== YOUR INSTRUCTIONS ==
Repeat the lines of the material from the line with "mark the grey" through the end of the material, including both ends. Leave out the pictures.

(Pointing dataset excerpts)
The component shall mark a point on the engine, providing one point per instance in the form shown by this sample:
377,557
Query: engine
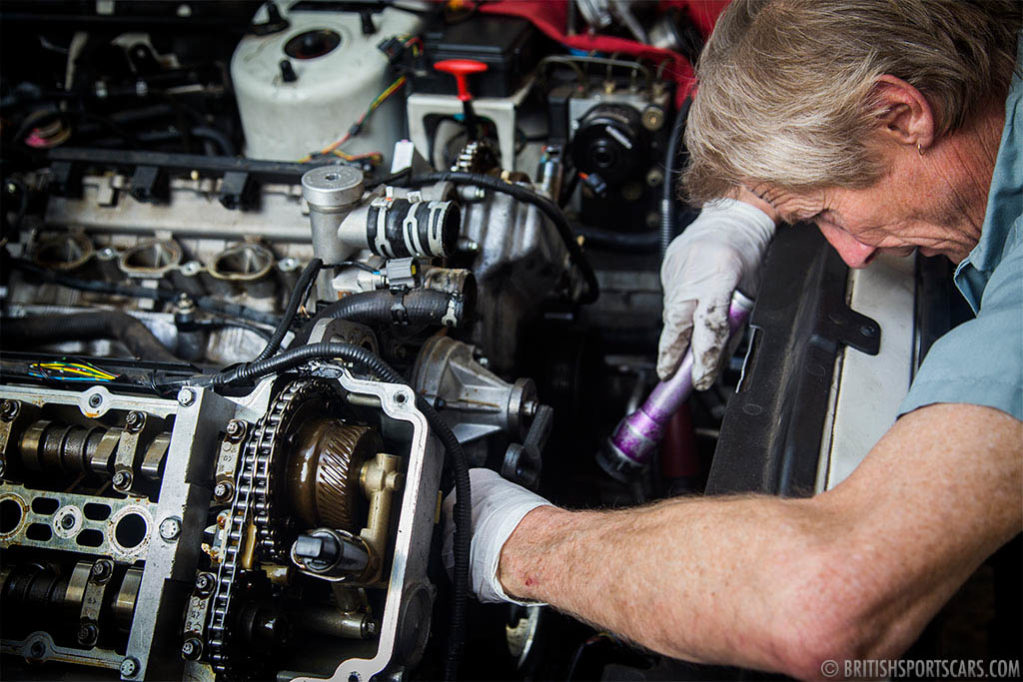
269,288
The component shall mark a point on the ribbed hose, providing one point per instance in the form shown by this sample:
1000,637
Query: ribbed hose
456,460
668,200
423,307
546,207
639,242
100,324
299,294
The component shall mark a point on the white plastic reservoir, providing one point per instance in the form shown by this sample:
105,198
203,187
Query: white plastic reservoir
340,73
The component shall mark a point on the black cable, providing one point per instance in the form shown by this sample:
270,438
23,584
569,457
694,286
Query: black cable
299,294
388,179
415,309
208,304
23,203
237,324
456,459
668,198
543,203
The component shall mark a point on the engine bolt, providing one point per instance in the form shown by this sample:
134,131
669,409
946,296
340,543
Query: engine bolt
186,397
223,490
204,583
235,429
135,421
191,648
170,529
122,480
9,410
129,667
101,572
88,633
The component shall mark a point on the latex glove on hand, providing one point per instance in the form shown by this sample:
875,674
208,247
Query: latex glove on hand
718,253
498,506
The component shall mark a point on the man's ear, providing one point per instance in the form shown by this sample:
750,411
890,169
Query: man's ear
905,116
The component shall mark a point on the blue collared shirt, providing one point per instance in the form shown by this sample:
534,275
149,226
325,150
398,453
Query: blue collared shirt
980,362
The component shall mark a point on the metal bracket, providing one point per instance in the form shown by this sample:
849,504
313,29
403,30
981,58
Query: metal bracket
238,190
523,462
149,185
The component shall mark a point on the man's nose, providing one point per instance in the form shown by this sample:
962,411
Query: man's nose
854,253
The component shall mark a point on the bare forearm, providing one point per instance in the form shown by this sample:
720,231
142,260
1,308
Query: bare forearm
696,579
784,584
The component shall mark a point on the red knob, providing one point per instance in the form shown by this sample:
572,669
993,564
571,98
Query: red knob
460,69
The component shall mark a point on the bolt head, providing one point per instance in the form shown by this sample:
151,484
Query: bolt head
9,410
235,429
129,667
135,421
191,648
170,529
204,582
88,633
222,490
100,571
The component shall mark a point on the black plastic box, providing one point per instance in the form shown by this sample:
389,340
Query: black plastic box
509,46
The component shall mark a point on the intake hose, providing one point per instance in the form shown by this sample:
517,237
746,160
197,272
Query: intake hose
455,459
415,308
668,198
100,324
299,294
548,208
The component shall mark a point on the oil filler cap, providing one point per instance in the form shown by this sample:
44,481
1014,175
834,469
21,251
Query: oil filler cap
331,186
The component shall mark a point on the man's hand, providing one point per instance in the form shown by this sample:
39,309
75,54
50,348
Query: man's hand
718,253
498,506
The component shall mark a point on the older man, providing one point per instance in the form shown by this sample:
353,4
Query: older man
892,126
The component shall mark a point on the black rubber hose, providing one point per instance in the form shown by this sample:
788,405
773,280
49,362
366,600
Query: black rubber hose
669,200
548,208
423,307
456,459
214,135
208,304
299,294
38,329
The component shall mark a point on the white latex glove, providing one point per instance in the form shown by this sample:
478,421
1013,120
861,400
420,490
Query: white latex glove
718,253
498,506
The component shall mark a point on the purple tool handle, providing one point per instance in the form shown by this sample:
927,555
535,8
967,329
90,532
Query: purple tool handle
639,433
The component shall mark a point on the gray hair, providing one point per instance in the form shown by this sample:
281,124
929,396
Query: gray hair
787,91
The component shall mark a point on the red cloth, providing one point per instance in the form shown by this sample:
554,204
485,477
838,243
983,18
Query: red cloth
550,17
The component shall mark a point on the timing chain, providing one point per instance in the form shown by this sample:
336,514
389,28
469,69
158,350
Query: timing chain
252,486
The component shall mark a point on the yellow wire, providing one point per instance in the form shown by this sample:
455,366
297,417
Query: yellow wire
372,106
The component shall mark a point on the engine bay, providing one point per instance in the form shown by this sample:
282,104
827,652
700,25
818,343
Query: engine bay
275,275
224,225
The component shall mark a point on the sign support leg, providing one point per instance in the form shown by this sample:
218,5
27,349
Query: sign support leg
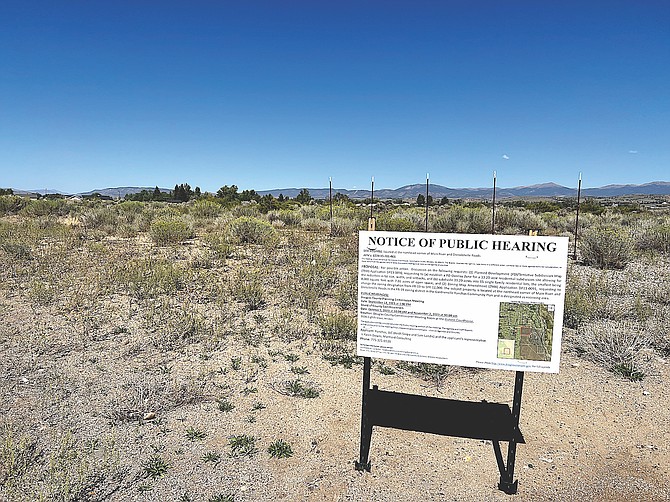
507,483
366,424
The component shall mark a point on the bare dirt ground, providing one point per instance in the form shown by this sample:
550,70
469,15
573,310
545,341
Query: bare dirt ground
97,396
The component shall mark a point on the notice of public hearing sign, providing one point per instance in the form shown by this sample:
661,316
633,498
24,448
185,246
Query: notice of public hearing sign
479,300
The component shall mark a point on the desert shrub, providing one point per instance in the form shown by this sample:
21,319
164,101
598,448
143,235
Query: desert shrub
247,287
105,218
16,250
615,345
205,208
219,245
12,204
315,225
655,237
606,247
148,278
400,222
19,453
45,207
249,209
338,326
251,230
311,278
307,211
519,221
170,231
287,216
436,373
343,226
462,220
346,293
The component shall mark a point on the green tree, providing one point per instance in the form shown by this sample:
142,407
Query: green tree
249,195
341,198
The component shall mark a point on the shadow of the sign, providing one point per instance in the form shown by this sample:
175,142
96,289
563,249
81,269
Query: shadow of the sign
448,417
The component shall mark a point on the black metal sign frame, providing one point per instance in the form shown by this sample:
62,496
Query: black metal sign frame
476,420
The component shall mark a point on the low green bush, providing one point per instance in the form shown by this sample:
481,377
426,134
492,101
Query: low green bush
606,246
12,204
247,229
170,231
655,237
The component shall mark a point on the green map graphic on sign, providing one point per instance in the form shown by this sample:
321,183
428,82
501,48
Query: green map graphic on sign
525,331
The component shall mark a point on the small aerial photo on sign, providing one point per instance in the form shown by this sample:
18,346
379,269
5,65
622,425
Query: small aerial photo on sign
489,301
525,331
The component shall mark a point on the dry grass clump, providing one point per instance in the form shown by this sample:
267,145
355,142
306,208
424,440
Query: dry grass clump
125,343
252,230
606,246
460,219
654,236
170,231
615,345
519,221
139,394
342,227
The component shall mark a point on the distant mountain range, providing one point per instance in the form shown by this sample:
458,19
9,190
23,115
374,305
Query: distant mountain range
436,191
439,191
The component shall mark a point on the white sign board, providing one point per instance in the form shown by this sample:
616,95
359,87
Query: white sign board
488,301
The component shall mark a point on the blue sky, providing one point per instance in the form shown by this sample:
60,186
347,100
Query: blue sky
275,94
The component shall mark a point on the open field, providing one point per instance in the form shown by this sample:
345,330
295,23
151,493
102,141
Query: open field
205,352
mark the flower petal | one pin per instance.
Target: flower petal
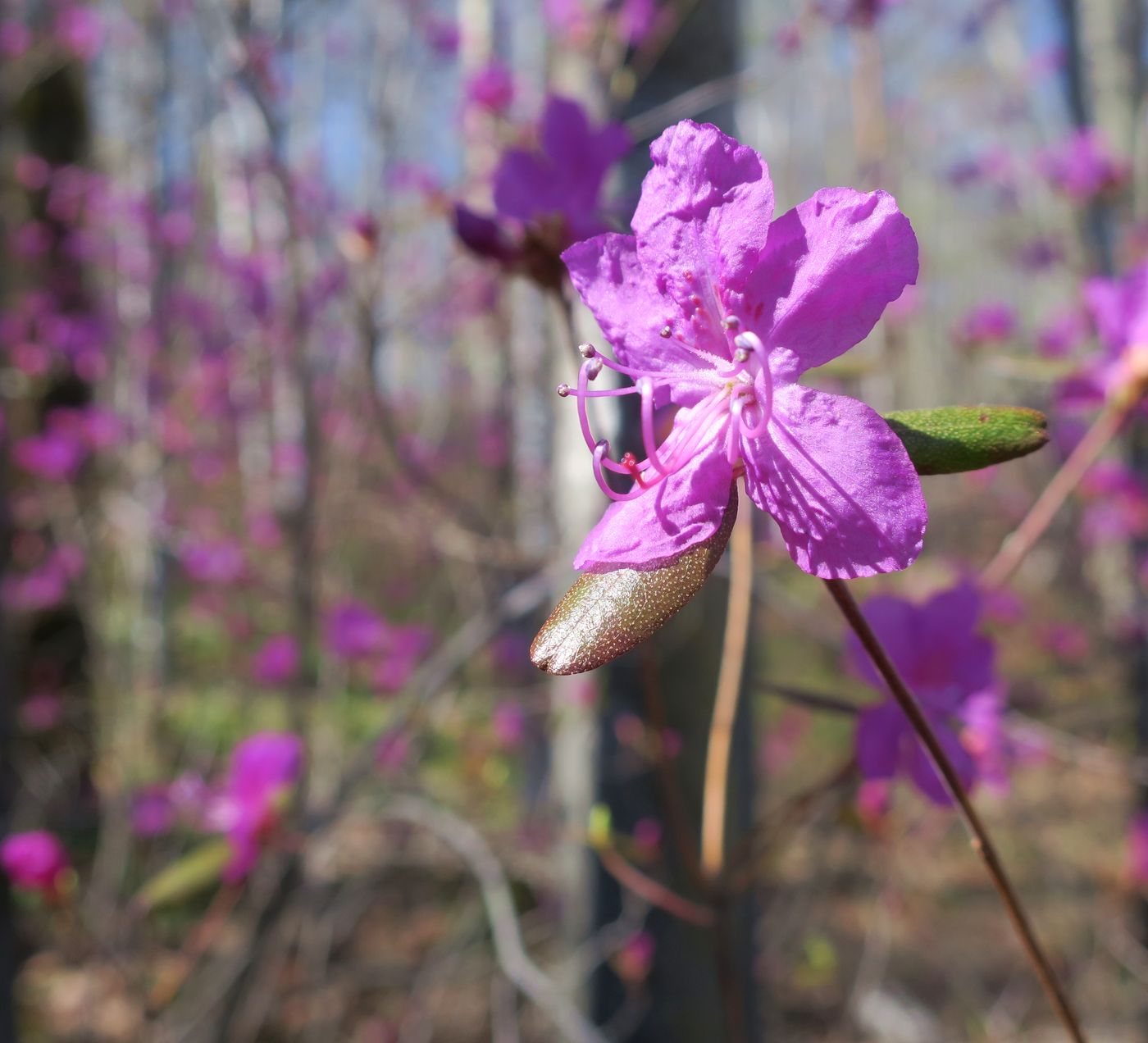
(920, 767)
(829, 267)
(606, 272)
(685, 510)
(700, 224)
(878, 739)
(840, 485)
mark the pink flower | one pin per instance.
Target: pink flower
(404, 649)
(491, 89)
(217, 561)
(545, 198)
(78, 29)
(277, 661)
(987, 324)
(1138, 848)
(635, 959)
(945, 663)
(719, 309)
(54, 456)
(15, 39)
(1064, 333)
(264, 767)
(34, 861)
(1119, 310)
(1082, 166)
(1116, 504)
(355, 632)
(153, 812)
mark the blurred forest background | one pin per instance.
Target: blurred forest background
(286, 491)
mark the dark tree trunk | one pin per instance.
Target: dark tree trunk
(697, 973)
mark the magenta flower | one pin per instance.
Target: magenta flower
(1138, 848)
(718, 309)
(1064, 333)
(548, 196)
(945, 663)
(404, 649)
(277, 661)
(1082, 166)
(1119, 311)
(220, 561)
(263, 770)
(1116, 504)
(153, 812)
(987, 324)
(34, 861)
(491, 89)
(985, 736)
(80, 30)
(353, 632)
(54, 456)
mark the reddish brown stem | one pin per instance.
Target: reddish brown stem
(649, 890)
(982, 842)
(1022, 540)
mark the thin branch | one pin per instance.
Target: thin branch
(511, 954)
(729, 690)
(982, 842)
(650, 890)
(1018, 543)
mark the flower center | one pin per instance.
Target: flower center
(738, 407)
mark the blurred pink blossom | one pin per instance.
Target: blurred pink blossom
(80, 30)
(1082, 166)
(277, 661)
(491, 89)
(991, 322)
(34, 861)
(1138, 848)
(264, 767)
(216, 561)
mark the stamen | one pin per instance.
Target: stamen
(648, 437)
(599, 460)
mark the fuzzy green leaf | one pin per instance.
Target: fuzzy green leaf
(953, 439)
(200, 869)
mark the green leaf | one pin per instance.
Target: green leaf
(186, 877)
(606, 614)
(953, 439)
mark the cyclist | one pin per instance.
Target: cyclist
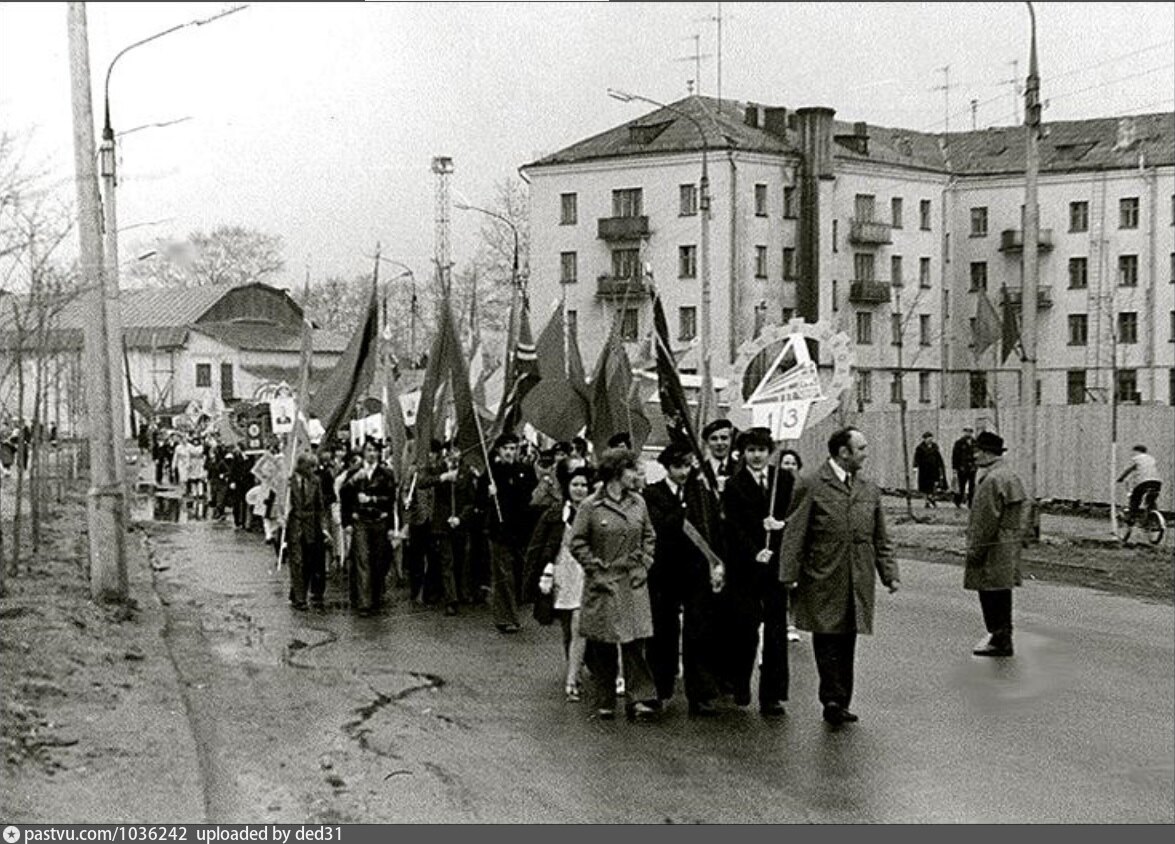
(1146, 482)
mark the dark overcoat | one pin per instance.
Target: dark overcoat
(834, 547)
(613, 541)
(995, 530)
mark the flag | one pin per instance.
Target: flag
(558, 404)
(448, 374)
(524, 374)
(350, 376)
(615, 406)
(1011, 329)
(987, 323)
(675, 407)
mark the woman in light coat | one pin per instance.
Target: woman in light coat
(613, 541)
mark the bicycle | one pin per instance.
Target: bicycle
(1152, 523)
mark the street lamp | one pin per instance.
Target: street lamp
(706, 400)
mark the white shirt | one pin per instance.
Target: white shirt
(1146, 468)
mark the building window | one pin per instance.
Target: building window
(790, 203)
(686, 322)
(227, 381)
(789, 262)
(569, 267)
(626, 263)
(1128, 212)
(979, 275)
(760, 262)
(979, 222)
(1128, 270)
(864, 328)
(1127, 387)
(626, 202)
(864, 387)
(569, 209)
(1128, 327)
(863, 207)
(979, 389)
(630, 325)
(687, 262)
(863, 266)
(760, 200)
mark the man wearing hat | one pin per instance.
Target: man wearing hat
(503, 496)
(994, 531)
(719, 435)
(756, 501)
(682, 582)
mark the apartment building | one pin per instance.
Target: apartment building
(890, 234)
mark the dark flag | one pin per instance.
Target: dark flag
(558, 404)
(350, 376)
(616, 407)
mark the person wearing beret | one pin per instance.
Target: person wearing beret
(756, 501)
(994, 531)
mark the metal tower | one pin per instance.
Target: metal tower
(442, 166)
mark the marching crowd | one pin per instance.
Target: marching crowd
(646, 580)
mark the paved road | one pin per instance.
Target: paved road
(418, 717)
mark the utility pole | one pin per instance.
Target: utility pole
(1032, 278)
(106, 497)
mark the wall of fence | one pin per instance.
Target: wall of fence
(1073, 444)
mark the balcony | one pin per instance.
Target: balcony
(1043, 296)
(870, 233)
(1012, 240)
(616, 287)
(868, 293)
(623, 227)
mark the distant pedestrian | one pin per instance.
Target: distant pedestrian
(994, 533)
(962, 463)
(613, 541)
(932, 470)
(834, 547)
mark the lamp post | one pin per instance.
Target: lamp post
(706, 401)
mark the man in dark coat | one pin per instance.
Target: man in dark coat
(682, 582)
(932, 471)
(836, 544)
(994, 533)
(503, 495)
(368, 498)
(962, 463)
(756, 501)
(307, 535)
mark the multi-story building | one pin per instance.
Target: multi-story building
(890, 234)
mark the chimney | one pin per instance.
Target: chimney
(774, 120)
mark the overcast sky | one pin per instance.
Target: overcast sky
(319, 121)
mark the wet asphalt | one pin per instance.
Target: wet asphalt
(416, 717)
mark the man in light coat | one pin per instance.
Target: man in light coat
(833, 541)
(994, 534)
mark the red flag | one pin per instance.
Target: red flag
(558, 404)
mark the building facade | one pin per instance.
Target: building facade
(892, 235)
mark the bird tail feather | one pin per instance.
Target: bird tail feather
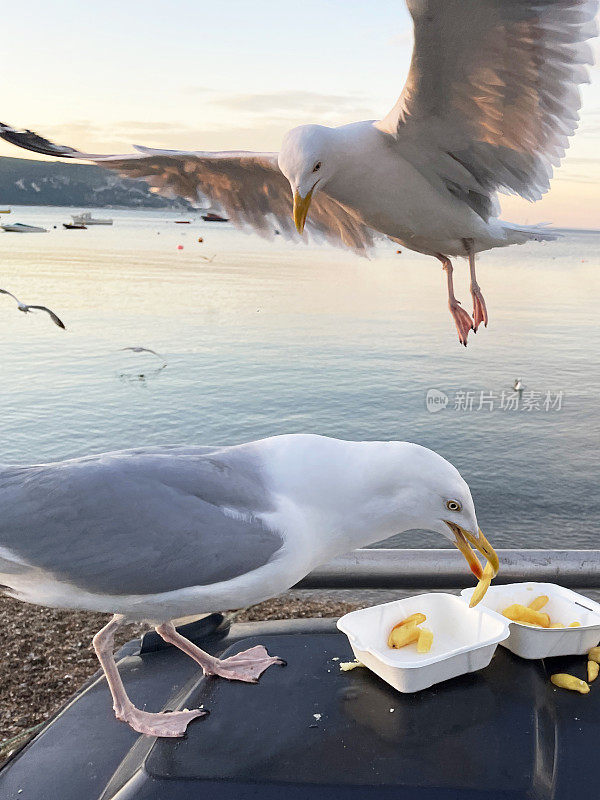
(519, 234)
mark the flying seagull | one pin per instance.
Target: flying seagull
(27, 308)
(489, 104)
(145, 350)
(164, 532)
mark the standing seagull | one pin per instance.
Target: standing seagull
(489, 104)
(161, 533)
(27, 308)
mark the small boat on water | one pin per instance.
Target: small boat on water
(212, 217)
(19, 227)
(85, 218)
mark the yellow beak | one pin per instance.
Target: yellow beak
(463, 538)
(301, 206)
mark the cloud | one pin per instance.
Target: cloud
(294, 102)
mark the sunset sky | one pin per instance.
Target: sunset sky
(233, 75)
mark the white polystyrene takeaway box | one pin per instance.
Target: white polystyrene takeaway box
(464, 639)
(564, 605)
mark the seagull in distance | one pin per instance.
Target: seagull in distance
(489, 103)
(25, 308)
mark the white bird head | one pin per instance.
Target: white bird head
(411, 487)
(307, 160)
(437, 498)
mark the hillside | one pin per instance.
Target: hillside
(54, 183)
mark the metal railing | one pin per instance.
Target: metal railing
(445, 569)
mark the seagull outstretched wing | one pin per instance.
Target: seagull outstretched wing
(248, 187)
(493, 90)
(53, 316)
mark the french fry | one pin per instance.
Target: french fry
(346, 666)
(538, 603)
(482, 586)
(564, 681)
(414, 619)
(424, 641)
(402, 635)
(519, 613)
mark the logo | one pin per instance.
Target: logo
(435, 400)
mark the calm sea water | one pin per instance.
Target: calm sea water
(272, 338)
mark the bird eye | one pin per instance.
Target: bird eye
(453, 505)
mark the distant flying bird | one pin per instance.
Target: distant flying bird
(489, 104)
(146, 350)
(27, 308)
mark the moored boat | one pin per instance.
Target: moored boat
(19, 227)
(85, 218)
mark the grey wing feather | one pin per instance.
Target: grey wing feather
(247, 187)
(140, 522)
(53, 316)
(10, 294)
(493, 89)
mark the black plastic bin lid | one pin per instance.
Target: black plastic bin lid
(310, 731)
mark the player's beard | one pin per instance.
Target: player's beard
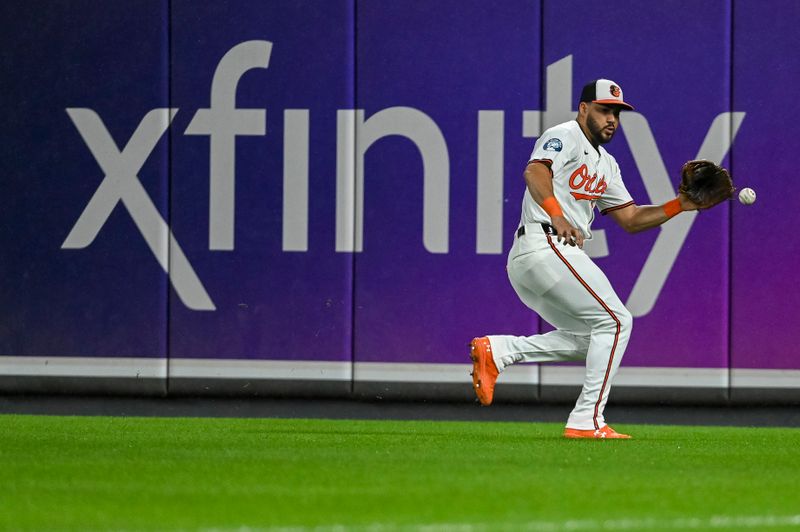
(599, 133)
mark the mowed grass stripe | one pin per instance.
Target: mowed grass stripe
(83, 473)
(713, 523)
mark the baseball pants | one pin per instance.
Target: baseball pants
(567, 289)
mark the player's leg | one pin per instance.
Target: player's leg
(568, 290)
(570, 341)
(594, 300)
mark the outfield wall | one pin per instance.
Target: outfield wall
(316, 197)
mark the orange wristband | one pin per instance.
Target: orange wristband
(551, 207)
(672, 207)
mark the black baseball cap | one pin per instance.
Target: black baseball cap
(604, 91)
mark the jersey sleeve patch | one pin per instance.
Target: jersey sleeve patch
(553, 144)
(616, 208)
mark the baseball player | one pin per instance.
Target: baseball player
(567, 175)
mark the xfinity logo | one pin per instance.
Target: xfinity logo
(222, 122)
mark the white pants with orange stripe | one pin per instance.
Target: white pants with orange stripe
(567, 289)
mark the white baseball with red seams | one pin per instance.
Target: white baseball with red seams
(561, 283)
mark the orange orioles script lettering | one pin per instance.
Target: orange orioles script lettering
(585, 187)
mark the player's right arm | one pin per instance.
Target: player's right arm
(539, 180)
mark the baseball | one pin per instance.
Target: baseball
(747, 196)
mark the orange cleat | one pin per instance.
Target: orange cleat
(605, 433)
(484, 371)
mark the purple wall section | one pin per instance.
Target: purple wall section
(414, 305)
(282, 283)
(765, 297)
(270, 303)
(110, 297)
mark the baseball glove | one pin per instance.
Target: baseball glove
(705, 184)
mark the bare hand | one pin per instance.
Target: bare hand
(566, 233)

== RESULT OF THIS EXERCISE ==
mark the grey wing feather | one pin per instance.
Target: grey wing feather
(247, 187)
(140, 522)
(53, 316)
(10, 294)
(493, 89)
mark the black plastic bin lid | one pin per instance.
Target: black plastic bin lid
(310, 731)
mark the player's beard | one pin per instance.
Target: player's beard
(599, 133)
mark the mowed grass stripe | one pin per instance.
Target: mowed grass stripe
(83, 473)
(713, 523)
mark the baseball pants | one pin per instance.
Target: baseball pants
(567, 289)
mark the player's leg | one pin per instance.
Target: player's leg
(568, 290)
(570, 341)
(594, 300)
mark the outfield wall | one pin per instance.
Target: outfield wall
(316, 197)
mark the orange wristband | one pin per instance.
Target: orange wristband
(551, 207)
(672, 207)
mark the black baseball cap | one pin per instance.
Target: black baseball cap
(604, 91)
mark the jersey sleeve patch | one pin per instance.
Target: jersey sleeve patch
(553, 144)
(616, 208)
mark the baseball player | one pin per instance.
Target: baseball player
(567, 175)
mark the xfinity logo | one pin per instance.
Target: xfinity logo
(222, 122)
mark the white pants with orange stripe | one pin per instance.
Target: white pants with orange stripe
(567, 289)
mark the white baseball with red seams | one pin per instance.
Target: white baseball with red seams
(561, 283)
mark the orange orioles script lettering | one pin per instance.
Target: orange orioles script lettering
(585, 187)
mark the player's right arm | one pin per instance.
Target: player's right arm
(539, 180)
mark the baseball | one pin per instance.
Target: baseball
(747, 196)
mark the orange cleat | one pin per instance.
Target: orange cleat
(605, 433)
(484, 371)
mark the purple wall section | one pin per instance.
Target: purple wall section
(414, 305)
(282, 283)
(765, 297)
(270, 303)
(110, 297)
mark the baseball glove | one pin per instance.
Target: baseball glove
(705, 184)
mark the bare hand | one pin per instance.
Target: bare hand
(566, 233)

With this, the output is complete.